■ **WHAT THE TASK ASKS**:
Count the lines in the items below that contain the string "city", and give only that number.
■ ■ ■ ■ ■ ■ ■
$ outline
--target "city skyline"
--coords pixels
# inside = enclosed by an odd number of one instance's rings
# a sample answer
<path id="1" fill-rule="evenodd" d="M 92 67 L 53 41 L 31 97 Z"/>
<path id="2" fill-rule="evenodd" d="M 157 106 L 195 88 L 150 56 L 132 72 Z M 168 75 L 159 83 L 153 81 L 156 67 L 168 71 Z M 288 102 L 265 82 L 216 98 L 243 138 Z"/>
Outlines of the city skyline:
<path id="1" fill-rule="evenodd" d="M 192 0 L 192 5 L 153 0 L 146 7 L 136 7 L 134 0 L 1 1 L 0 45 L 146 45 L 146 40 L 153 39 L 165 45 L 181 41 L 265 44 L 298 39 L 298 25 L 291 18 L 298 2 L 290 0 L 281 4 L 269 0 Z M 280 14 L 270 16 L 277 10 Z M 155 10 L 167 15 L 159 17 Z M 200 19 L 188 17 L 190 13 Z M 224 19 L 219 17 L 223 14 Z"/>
■ ■ ■ ■ ■ ■ ■
■ **EXERCISE RESULT**:
2